To be done
Copy the listing below line for line, leaving out the picture.

==== Working data

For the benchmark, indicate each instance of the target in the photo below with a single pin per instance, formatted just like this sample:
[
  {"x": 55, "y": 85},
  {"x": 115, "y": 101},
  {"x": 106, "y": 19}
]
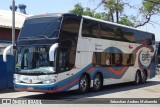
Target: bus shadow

========

The reply
For the benchmark, indicate each instance of the target in the photo below with a single pin per instance, formatted just like this sample:
[
  {"x": 55, "y": 85},
  {"x": 115, "y": 101},
  {"x": 106, "y": 19}
]
Target: bus shadow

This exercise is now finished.